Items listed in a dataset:
- Opening Delimiter -
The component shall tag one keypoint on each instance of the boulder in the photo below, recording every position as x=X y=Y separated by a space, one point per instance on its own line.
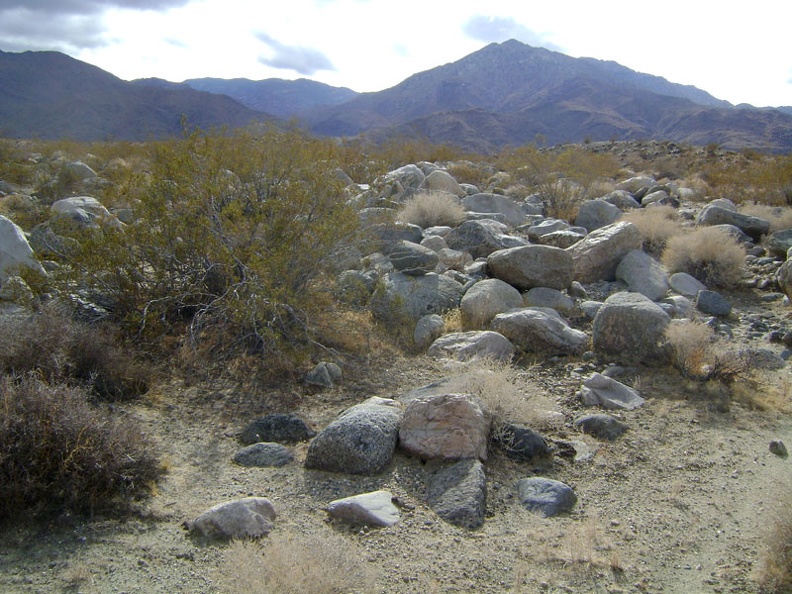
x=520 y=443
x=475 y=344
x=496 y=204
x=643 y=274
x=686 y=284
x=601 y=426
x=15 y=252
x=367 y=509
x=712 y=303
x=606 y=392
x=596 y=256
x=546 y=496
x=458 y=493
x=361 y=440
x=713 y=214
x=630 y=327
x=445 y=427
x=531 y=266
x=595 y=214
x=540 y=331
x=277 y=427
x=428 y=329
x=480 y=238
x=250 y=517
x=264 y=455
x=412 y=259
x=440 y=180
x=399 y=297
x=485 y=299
- Closing Delimiter -
* _Task goal_
Copy out all the data exactly; skip the pictures.

* _Exercise answer_
The component shall tag one keypoint on each instance of the boulder in the photo below, recording every position as x=X y=Y separated by a space, one point per instance on its own line.
x=520 y=443
x=475 y=344
x=496 y=204
x=643 y=274
x=686 y=284
x=601 y=426
x=15 y=252
x=367 y=509
x=712 y=303
x=606 y=392
x=596 y=256
x=546 y=496
x=458 y=493
x=361 y=440
x=713 y=214
x=630 y=327
x=445 y=427
x=531 y=266
x=595 y=214
x=540 y=331
x=277 y=427
x=428 y=329
x=480 y=238
x=250 y=517
x=264 y=455
x=412 y=259
x=440 y=180
x=399 y=297
x=485 y=299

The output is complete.